** Start DATASET EXCERPTS **
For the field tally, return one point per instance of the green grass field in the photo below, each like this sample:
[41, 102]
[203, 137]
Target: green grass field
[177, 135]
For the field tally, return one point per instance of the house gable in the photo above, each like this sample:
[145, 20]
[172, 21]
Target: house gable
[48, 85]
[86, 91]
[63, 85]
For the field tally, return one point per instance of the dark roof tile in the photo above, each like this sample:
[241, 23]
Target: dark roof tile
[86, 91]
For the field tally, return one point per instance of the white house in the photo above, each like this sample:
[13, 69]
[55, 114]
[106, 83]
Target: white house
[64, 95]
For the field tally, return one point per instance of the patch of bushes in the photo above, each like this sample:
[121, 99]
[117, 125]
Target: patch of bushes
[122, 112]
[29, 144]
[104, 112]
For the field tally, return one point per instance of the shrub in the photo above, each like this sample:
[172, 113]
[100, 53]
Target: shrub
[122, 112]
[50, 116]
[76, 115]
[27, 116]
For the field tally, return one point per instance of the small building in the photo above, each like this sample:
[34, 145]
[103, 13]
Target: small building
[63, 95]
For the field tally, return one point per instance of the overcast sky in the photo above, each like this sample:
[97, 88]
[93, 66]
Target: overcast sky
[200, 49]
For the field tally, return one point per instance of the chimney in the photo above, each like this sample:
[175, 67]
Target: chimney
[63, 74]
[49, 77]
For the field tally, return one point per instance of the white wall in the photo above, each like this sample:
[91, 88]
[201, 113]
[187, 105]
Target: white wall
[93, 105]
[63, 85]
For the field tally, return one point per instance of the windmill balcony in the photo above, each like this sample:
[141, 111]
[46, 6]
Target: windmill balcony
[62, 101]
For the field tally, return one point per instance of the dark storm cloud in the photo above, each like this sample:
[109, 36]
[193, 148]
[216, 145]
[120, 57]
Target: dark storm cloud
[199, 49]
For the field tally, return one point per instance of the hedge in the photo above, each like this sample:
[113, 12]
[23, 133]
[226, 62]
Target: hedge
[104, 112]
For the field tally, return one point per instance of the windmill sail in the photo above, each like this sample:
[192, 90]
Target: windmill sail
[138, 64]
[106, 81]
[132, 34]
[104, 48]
** End DATASET EXCERPTS **
#### [TASK STATEMENT]
Reproduce the part of the records that opens with the line containing "the windmill balcony" and runs through the end of the records, keeping every line, and add 83 to each coordinate in the answer points.

#### [RESPONSE TO THE EXERCISE]
For the field tally, return one point per instance of the windmill balcony in the photo above, each like this sample:
[141, 111]
[46, 6]
Target: windmill balcony
[145, 184]
For the field tally, return one point per instance of the dark storm cloud in the photo above, each like this sample:
[109, 36]
[193, 148]
[216, 145]
[120, 57]
Target: dark storm cloud
[282, 132]
For the field tally, return one point per instance of the hedge in the photo above, each like this sample:
[113, 12]
[23, 133]
[226, 62]
Target: hedge
[187, 195]
For the field tally, return one point per instance of the windmill sail in the photo above, each like this sample:
[192, 90]
Target: windmill sail
[221, 147]
[189, 164]
[215, 117]
[187, 131]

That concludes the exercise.